- _TASK REQUIREMENTS_
Below are the records; give again exactly the line with "positive clicks: (248, 377) (1282, 346)", the line with "negative clicks: (1204, 487) (1382, 173)", and each line that lies between them, and nothing besides.
Start of EXTRACTED DATA
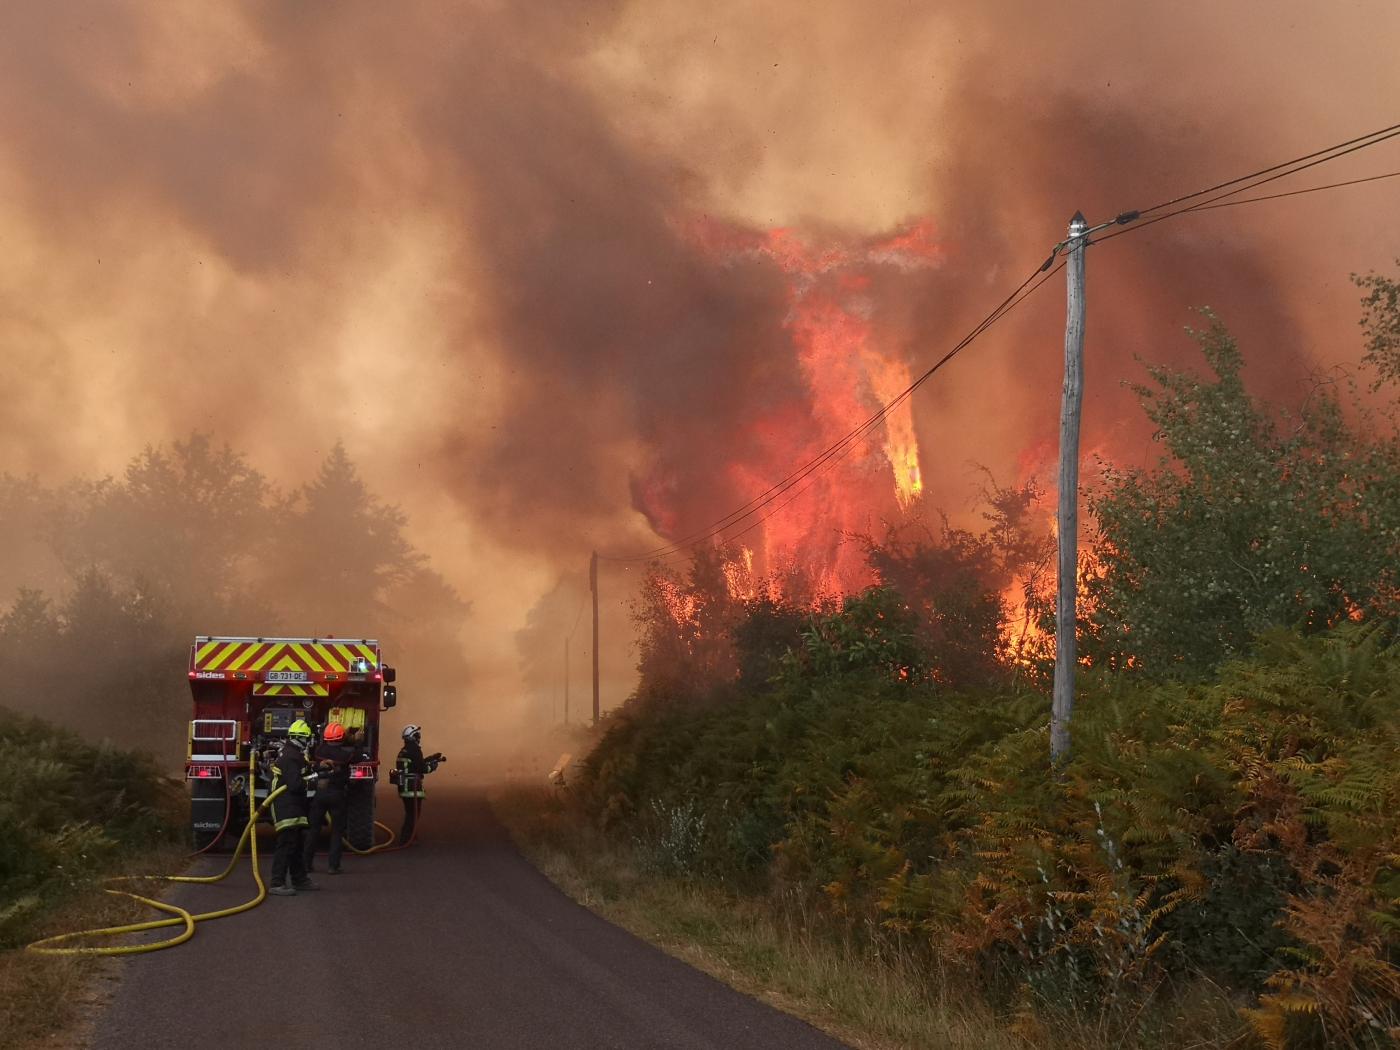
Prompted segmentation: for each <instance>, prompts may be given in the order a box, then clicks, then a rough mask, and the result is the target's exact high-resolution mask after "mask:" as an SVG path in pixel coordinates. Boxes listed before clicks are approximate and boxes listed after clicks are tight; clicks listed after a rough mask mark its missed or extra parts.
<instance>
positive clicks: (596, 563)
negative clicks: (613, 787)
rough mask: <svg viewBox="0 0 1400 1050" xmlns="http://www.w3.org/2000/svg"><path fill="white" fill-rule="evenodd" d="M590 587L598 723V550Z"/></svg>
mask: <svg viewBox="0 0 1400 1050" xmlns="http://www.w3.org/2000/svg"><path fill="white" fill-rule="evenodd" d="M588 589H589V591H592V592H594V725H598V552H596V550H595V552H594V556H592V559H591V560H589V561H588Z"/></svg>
End of EXTRACTED DATA
Start of EXTRACTED DATA
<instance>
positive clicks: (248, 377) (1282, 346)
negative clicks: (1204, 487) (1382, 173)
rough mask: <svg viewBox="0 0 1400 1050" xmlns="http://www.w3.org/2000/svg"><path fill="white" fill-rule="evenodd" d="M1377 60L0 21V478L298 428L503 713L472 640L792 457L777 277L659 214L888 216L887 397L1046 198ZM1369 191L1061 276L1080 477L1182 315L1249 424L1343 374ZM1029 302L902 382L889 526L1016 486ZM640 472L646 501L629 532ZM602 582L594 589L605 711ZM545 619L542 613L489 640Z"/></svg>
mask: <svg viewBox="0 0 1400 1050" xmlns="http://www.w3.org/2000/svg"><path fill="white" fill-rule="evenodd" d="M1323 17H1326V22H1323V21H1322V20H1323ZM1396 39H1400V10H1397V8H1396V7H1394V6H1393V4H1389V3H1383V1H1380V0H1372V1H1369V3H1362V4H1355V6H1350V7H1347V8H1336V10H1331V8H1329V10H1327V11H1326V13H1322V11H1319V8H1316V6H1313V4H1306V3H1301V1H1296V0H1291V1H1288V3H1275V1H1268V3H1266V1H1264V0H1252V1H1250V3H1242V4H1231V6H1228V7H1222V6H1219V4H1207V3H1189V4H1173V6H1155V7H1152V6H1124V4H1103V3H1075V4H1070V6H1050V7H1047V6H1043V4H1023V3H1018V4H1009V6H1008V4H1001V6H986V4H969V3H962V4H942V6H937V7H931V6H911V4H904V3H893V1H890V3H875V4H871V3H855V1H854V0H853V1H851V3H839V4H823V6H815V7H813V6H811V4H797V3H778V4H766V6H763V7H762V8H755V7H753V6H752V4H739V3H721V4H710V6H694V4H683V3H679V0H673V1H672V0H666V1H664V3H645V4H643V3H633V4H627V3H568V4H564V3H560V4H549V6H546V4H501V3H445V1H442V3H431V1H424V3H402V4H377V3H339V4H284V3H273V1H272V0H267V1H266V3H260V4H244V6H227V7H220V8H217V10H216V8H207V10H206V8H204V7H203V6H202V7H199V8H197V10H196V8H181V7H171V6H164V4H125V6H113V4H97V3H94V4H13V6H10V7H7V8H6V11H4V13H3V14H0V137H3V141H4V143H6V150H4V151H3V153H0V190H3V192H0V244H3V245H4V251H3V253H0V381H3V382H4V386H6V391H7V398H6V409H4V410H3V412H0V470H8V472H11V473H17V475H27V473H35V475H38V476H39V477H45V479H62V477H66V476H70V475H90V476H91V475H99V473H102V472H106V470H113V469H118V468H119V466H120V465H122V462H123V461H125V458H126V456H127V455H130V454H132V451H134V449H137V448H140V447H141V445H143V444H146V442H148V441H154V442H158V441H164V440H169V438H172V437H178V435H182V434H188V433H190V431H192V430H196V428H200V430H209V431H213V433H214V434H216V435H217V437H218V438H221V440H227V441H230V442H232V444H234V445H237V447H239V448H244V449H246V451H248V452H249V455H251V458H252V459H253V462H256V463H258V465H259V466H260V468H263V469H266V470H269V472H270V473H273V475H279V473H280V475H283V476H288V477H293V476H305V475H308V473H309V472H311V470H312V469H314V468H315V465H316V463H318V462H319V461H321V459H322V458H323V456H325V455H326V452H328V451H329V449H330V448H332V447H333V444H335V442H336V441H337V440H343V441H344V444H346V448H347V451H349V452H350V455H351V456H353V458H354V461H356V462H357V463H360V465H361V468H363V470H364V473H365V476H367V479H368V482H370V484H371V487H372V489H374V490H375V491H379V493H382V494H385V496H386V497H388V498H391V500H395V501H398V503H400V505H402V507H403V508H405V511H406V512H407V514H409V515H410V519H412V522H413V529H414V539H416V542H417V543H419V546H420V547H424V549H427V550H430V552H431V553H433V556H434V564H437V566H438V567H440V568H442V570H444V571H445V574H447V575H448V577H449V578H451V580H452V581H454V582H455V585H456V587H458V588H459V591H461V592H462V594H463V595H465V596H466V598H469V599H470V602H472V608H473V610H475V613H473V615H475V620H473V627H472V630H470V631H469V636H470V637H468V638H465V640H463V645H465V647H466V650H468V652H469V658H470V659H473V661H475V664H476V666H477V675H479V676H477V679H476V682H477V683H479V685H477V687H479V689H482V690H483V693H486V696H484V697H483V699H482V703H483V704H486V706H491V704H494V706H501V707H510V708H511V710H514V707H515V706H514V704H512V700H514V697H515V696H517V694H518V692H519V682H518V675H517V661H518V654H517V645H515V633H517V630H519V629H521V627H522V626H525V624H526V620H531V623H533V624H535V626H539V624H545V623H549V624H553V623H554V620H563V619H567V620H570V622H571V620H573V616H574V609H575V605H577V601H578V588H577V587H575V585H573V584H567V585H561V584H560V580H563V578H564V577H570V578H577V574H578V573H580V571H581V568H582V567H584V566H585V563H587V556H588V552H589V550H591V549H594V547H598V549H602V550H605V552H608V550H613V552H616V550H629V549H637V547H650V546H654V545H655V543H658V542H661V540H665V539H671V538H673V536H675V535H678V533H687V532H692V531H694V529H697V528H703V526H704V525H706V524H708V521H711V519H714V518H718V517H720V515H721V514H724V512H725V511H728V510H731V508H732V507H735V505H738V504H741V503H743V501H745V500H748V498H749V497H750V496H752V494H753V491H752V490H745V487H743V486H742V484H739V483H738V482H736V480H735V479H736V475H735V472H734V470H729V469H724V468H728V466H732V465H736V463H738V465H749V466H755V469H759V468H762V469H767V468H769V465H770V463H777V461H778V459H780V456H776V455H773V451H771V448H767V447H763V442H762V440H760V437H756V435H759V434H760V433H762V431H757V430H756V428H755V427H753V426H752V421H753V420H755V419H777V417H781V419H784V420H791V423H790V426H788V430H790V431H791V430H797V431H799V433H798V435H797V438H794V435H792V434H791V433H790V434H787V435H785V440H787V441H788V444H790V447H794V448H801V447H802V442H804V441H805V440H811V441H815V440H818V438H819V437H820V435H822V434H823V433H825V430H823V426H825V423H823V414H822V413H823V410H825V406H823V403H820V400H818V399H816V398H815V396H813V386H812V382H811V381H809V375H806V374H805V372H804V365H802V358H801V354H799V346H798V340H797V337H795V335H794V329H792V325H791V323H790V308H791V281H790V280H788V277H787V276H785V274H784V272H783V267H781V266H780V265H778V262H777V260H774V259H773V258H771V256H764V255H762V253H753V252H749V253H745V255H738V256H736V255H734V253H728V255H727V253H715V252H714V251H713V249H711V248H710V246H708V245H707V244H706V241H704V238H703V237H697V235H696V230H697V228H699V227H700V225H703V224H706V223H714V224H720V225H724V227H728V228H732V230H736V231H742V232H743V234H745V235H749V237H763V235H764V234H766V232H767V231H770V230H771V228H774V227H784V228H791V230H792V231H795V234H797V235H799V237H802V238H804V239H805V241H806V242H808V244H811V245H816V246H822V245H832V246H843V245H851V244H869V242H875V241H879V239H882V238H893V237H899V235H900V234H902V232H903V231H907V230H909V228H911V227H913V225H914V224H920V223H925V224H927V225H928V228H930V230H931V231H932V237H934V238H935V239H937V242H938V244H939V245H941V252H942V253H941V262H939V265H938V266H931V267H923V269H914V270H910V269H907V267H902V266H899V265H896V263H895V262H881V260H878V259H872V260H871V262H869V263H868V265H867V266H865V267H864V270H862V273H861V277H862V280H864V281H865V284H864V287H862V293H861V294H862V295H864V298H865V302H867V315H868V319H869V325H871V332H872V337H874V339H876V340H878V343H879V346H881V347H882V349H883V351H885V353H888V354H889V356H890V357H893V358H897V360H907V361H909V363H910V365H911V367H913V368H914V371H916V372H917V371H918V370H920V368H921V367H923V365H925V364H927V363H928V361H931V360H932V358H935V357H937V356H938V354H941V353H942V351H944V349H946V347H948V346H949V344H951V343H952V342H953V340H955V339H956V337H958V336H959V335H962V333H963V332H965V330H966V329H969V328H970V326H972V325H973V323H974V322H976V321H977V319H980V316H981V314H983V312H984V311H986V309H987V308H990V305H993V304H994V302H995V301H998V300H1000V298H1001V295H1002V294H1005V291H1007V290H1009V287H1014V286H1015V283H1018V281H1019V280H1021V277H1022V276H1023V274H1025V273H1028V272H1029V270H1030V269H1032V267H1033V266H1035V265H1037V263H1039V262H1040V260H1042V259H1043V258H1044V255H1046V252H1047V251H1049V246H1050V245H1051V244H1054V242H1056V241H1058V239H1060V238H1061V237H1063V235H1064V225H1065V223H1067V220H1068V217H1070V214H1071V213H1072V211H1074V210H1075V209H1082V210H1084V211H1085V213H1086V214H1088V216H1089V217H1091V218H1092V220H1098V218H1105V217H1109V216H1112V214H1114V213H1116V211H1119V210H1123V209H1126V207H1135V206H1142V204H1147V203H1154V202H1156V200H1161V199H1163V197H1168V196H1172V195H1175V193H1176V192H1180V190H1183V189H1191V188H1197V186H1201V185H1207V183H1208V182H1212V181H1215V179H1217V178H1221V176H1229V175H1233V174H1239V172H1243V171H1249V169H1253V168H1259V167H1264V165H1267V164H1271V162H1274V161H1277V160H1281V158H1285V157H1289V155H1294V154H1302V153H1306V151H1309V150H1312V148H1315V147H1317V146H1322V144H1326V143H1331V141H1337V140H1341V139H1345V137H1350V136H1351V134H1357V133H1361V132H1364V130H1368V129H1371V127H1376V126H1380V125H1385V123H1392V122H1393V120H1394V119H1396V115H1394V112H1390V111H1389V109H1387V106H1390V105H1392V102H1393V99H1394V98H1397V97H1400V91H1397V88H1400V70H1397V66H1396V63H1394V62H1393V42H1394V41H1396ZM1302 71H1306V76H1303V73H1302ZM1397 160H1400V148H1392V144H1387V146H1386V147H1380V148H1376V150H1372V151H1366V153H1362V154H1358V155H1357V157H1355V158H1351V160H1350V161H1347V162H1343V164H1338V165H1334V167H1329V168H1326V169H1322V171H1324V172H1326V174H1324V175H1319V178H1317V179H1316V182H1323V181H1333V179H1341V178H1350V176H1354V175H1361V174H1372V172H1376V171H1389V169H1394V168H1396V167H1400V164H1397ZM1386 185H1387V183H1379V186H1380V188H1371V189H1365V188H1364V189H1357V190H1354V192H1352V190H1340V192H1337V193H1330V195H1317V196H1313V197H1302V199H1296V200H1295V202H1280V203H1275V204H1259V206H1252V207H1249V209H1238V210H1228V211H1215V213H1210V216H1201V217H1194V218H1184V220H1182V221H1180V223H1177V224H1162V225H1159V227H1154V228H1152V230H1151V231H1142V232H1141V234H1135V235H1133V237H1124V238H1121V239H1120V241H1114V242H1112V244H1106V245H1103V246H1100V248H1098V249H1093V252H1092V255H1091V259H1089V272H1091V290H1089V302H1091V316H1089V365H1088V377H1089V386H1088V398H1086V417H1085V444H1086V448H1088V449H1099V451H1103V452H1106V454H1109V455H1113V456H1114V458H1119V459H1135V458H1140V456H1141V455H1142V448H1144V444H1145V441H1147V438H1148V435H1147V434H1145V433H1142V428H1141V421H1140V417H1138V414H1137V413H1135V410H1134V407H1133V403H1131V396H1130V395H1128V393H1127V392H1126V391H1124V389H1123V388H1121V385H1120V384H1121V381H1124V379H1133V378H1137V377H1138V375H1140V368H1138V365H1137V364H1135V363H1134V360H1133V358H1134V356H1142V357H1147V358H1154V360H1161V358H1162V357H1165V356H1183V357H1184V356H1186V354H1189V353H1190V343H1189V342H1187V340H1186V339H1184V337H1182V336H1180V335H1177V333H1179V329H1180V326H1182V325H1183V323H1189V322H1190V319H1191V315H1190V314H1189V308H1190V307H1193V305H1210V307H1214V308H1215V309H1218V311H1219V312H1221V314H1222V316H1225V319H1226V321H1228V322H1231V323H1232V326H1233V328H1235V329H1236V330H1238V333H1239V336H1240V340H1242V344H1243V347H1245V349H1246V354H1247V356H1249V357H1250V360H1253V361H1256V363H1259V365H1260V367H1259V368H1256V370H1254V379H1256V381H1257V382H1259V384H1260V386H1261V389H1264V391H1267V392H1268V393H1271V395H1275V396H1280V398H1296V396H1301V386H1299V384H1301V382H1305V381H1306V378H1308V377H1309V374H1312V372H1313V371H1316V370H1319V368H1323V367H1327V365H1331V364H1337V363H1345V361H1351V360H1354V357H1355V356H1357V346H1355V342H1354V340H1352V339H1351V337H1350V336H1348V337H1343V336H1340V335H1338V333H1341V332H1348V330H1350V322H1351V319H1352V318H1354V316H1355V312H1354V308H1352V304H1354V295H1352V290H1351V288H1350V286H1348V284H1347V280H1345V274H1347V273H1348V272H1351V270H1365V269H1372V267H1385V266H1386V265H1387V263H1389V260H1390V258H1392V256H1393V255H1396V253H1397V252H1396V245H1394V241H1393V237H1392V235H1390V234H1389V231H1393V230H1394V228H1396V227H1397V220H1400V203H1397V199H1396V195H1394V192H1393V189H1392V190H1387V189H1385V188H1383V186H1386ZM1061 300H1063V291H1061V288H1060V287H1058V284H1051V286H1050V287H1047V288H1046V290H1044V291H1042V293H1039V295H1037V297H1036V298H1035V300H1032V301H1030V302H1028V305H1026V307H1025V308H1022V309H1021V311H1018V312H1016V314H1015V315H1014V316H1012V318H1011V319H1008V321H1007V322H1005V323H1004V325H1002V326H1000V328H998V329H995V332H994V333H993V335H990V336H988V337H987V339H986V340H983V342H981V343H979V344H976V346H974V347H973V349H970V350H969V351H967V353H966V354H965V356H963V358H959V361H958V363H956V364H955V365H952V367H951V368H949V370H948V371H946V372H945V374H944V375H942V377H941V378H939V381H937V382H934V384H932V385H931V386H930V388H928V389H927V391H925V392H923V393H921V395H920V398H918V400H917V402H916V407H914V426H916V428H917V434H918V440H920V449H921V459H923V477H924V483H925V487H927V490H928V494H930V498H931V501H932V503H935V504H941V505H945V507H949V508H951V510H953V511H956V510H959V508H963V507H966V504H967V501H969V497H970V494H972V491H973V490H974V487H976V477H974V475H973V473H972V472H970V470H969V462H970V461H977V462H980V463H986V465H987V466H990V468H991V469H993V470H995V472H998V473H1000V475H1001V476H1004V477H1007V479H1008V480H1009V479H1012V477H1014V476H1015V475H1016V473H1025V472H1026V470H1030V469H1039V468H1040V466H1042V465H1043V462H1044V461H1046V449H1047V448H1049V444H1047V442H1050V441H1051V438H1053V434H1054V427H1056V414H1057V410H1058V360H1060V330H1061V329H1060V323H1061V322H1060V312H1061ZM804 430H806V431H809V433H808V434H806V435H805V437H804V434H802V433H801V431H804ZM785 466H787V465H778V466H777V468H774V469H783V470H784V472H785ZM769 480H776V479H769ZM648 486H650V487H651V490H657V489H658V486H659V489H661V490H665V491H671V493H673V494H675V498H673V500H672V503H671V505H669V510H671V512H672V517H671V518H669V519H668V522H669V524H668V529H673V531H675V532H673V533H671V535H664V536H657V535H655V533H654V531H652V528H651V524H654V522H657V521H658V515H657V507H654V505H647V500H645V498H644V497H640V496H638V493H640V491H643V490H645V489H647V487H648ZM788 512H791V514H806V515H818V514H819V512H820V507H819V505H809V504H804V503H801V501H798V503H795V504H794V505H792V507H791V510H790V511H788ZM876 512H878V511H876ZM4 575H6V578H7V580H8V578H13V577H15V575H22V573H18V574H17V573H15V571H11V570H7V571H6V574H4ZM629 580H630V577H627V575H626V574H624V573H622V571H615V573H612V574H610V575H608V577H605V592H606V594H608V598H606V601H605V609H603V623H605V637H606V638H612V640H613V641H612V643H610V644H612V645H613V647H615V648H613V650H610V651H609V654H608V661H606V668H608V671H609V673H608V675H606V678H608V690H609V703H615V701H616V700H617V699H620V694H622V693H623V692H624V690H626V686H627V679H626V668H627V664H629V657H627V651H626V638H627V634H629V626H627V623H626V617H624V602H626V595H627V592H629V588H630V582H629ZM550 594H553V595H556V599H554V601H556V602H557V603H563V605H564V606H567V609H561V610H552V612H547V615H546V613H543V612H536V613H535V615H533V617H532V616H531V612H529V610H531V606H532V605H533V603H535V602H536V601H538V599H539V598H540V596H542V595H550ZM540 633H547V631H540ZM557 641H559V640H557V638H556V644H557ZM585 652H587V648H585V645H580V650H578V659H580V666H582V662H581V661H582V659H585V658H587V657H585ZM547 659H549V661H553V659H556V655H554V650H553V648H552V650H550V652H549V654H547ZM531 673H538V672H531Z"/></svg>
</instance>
End of EXTRACTED DATA
- _REPLY TO THE TASK_
positive clicks: (248, 377) (1282, 346)
negative clicks: (1204, 487) (1382, 173)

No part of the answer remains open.